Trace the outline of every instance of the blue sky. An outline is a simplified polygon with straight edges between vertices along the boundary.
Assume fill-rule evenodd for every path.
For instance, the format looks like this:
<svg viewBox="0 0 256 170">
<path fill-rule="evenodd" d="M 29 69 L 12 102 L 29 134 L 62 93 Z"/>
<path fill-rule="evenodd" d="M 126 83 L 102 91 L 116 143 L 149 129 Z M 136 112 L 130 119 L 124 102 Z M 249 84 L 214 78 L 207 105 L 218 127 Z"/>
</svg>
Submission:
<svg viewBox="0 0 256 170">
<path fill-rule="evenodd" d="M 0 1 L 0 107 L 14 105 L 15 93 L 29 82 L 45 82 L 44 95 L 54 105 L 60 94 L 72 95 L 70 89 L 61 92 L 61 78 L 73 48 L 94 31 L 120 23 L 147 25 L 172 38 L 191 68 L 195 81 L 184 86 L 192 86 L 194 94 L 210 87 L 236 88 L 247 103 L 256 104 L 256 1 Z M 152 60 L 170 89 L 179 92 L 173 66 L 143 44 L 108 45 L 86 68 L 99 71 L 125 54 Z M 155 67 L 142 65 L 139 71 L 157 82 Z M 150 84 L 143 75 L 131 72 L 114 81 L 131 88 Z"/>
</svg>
^^^^
» **What to do**:
Render the lines above as a JSON list of strings, with one string for each line and blank lines omitted.

» **Finished task**:
[
  "Trace the outline of every instance of the blue sky. An outline is a simplified polygon with straight edges between vertices along the boundary.",
  "Assume fill-rule evenodd for every path.",
  "For instance, the format looks like this:",
  "<svg viewBox=\"0 0 256 170\">",
  "<path fill-rule=\"evenodd\" d=\"M 29 69 L 12 102 L 29 134 L 62 93 Z\"/>",
  "<path fill-rule=\"evenodd\" d=\"M 126 83 L 102 91 L 116 143 L 149 129 Z M 136 112 L 130 119 L 124 102 Z M 249 84 L 214 78 L 207 105 L 218 127 Z\"/>",
  "</svg>",
  "Submission:",
  "<svg viewBox=\"0 0 256 170\">",
  "<path fill-rule=\"evenodd\" d=\"M 0 1 L 0 107 L 14 105 L 15 93 L 29 82 L 45 82 L 44 95 L 54 105 L 60 94 L 72 95 L 70 89 L 61 92 L 61 78 L 73 48 L 94 31 L 120 23 L 147 25 L 172 38 L 191 68 L 195 81 L 184 86 L 192 86 L 194 94 L 210 87 L 236 88 L 247 103 L 256 104 L 256 1 Z M 152 60 L 170 89 L 179 92 L 173 66 L 143 44 L 108 45 L 86 68 L 99 71 L 125 54 Z M 155 67 L 142 65 L 139 71 L 157 82 Z M 150 84 L 143 75 L 131 72 L 114 81 L 131 88 Z\"/>",
  "</svg>"
]